## Exercise brief
Only the text belongs in the copy: retype each record exactly as it appears.

Stored data entries:
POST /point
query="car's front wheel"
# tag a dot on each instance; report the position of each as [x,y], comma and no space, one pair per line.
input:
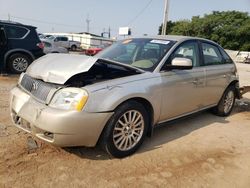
[18,63]
[73,47]
[226,104]
[126,129]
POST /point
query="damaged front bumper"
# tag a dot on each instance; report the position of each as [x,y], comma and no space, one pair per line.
[58,127]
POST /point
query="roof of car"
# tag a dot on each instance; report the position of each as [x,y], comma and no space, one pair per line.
[175,38]
[15,23]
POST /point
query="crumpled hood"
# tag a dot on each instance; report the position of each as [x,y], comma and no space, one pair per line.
[58,68]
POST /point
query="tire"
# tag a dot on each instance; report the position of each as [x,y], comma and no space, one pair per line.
[122,138]
[18,63]
[226,104]
[73,47]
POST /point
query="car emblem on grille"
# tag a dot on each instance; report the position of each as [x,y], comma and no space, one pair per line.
[35,86]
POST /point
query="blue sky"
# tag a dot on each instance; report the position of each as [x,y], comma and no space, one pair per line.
[70,16]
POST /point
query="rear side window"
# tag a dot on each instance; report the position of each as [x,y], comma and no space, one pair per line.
[188,50]
[46,44]
[15,32]
[226,57]
[211,55]
[64,39]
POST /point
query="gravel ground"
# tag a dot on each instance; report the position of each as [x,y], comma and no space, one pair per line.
[202,150]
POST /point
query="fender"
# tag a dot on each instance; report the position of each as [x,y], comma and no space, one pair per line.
[16,50]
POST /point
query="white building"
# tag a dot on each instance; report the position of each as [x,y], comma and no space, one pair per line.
[87,40]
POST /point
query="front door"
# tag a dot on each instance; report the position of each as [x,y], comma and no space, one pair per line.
[182,90]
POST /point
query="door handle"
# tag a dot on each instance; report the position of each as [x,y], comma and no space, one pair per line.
[195,82]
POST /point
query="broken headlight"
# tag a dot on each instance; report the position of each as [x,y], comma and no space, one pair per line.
[69,99]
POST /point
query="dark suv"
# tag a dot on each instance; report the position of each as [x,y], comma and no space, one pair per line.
[19,46]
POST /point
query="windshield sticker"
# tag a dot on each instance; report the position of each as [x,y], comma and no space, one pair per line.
[126,41]
[160,41]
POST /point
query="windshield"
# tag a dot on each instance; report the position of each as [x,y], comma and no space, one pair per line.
[140,53]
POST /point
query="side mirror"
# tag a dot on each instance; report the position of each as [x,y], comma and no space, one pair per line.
[3,37]
[180,63]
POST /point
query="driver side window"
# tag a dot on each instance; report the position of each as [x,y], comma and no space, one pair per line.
[188,50]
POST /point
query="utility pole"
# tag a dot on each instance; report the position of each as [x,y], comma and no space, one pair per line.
[165,18]
[109,32]
[88,21]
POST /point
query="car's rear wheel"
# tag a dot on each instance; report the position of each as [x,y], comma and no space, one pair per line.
[73,47]
[18,63]
[226,104]
[125,130]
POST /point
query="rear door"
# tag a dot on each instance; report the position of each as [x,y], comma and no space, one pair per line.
[3,47]
[218,72]
[183,90]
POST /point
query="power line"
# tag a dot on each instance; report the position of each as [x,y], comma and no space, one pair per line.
[140,13]
[45,22]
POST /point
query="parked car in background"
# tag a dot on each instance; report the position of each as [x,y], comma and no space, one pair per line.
[19,46]
[95,50]
[117,97]
[50,47]
[65,42]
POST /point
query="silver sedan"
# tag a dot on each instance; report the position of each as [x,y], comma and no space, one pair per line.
[117,97]
[50,47]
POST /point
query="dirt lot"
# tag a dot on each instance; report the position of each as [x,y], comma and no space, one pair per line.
[200,151]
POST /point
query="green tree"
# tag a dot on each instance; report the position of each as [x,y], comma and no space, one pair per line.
[231,29]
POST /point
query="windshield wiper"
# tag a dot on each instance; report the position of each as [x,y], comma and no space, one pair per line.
[128,67]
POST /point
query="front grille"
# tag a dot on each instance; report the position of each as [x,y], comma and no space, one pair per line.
[37,88]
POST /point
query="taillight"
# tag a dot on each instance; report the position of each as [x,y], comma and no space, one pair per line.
[40,45]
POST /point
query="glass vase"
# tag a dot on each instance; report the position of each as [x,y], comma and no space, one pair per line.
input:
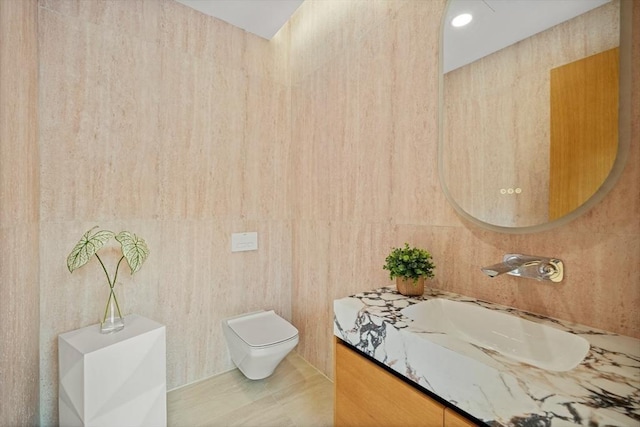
[112,320]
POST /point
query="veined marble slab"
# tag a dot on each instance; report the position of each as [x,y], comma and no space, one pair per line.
[603,390]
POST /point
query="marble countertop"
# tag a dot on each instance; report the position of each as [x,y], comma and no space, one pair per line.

## Your solution
POST /point
query="car's front wheel"
# tag a dot on each instance; report the position of each as [x,y], comma and no space, one pair per line.
input:
[18,63]
[73,47]
[226,104]
[126,129]
POST /point
query="damaged front bumper"
# tag a dot on each instance; report the position of each as [x,y], comma and no space, one pair per line.
[58,127]
POST /point
query="roof of car"
# tag a dot on each instance; report the position of each as [x,y], comma and no space, one pair per line.
[175,38]
[15,23]
POST /point
query="crumpled hood"
# tag a dot on each instance; report the position of each as [x,y], comma and no space, one pair per line.
[58,68]
POST /point
query="tire"
# tag a dot on each instance; report the position of each as [x,y], comma and no space, one pair per line.
[122,138]
[18,63]
[226,104]
[73,47]
POST /point
query="car emblem on grille"
# tag a dot on each instance; report the position of each as [x,y], comma and no space, one pair per line.
[35,86]
POST /point
query="blue sky"
# tag a dot on each instance; report the position of each as [x,y], comma and no space, one pair per line.
[70,16]
POST /point
query="rear side window"
# tag a dot on each instance; report the position of each as [x,y], comma and no space, one pair per line.
[188,50]
[46,44]
[15,32]
[226,57]
[211,55]
[64,39]
POST /point
query="gravel ground"
# tag a dot on each instance; report the position of each as [x,y], comma and no space, one pair per line.
[202,150]
POST /point
query="fender"
# tag a dot on each instance; report the position of each as [x,y], comma and no space, one pair per line.
[16,50]
POST /point
query="white building"
# tag a dot on each instance; report the position of each as [x,y], comma and no space, one pair per line.
[87,40]
POST /point
query="front door"
# tag a dot on each instance; report the position of each as [x,y], comma and no space, one pair per line.
[182,90]
POST /point
query="door handle"
# tag a dot on each instance; report the position of each as [x,y], comma and no space, one pair per line.
[195,82]
POST /point
query="broken headlight"
# tag a dot on each instance; report the position of each as [x,y], comma and no space, one pair per line.
[69,99]
POST /point
query="dark suv"
# tag a dot on each instance; report the position of each as [x,y], comma and no space, one pair per line.
[19,46]
POST /point
query="windshield sticker"
# tag a dot on each instance; report the position of each as [x,y], comma and no space, one pair per line.
[126,41]
[160,41]
POST /point
query="windshield"
# tag a dot on each instance; report the position of each as [x,y], comma and no space, one pair per line.
[140,53]
POST /point
query="side mirror"
# tag a dot on each instance; report the position of each as [x,y], comma and no space, one pair per line.
[3,37]
[180,63]
POST /point
query="driver side window"
# tag a dot on each instance; report the position of each as [x,y], comma and no space, one pair per line.
[188,50]
POST /point
query="utility pole"
# tag a dot on each instance; report the position of each as [x,y], comma and no space, one pair per line.
[165,18]
[109,32]
[88,21]
POST /point
query="car's rear wheel"
# tag a dot on each instance; report the position of each as [x,y], comma and no space, one pair per line.
[73,47]
[18,63]
[226,104]
[125,130]
POST /point
query="rear door"
# tag a dot on each instance; report the position of each as [x,y], comma and no space, one pair per line.
[3,47]
[218,72]
[183,90]
POST /point
query="power line"
# tag a dot on each instance; report the position of each as [x,y], comma and no space, one pair per line.
[140,13]
[45,22]
POST /point
query="parked car in background"
# tag a dot on each instance; report the position of each as [x,y], comma and no space, one pair per line.
[19,46]
[95,50]
[117,97]
[50,47]
[65,42]
POST /point
query="silver sedan"
# tag a dot on each instance; report the position of each as [x,y], comma and no space, one pair per line.
[117,97]
[50,47]
POST /point
query="dirt lot"
# tag a dot on each instance; report the position of each as [x,y], comma and no space, one pair per line.
[200,151]
POST /point
query="green tree"
# tag a dot on each instance; report the position of each as [x,y], comma and no space, one pair per line.
[231,29]
POST /point
query="windshield wiper"
# tag a dot on each instance; report the position of each as [x,y], comma and no space, one pair per line.
[128,67]
POST /point
query="front grille"
# tag a dot on each instance; report the position of each as [x,y], comma and no space, one pair per line.
[37,88]
POST /point
query="taillight"
# tag a dot on each instance; report the position of each as [x,y], comma and no space, one pair per line.
[40,45]
POST /point
query="glass vase"
# tag a dot on each instance; report the position of each as [x,y], comma and no space, one pair per line.
input:
[112,320]
POST /point
query="veined marble slab"
# tag a dot on each instance; report the position of each as [x,y], comma and no space, one pair per line.
[603,390]
POST /point
query="marble countertop"
# tag a dot on each instance; report the position of each as [x,y], comma and no space, one pair per line.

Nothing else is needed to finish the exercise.